After the line containing "positive clicks: (172, 147)", copy nothing more; up to and including it, copy every line of the listing exactly from the first, leaving out the pictures.

####################

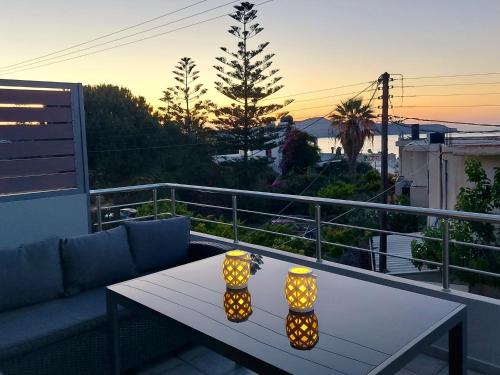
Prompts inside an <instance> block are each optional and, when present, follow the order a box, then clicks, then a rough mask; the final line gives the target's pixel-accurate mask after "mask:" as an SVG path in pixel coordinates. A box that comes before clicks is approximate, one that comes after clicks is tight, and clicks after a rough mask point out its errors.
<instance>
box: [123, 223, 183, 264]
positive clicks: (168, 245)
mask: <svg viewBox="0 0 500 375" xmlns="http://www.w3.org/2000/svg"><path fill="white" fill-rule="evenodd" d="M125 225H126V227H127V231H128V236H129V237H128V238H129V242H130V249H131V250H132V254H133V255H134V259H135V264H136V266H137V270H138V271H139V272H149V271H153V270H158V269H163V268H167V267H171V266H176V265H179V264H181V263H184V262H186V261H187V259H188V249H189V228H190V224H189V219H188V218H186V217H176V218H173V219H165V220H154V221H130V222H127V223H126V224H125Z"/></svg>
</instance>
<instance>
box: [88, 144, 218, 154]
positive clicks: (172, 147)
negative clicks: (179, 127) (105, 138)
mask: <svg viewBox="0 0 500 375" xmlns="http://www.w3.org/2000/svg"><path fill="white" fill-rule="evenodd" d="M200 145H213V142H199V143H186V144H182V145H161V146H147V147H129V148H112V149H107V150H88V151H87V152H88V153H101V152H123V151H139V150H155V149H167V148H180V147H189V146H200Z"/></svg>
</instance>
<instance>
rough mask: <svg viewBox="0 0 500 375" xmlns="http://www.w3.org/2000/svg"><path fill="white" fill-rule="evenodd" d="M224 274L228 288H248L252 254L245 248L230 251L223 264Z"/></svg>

####################

[EXERCISE RESPONSE]:
Prompts inside an <instance> block are each optional and, when present, follow the order a box, then clicks, then a rough mask; the final line gives the target's pixel-accurate mask after "mask:" as an SVG path in pixel coordinates. A box that comes before clicks is approximate, one that comes after clicks is tight, and clicks after a rough mask point out its errors.
<instance>
box: [123, 223, 183, 264]
positive clicks: (168, 245)
mask: <svg viewBox="0 0 500 375" xmlns="http://www.w3.org/2000/svg"><path fill="white" fill-rule="evenodd" d="M125 225H126V227H127V231H128V236H129V237H128V238H129V242H130V249H131V250H132V254H133V255H134V259H135V264H136V266H137V270H138V271H139V272H149V271H153V270H158V269H163V268H167V267H171V266H176V265H179V264H181V263H184V262H186V261H187V259H188V249H189V228H190V224H189V219H188V218H186V217H176V218H173V219H165V220H154V221H130V222H127V223H126V224H125Z"/></svg>
</instance>
<instance>
box: [88, 144, 218, 154]
positive clicks: (172, 147)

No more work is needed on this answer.